───── DATA SECTION ─────

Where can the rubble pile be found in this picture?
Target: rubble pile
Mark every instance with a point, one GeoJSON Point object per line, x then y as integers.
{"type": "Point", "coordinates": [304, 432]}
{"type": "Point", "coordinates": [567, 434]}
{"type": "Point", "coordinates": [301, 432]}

─────

## CHALLENGE:
Could you switch every "rubble pile" in the rows to "debris heap" and leave everything else as it is?

## SOLVED PROBLEM:
Where can the debris heap be found in this picture?
Target: debris heap
Mark every instance with a point, one GeoJSON Point object per line, x then y as integers.
{"type": "Point", "coordinates": [304, 432]}
{"type": "Point", "coordinates": [567, 434]}
{"type": "Point", "coordinates": [301, 432]}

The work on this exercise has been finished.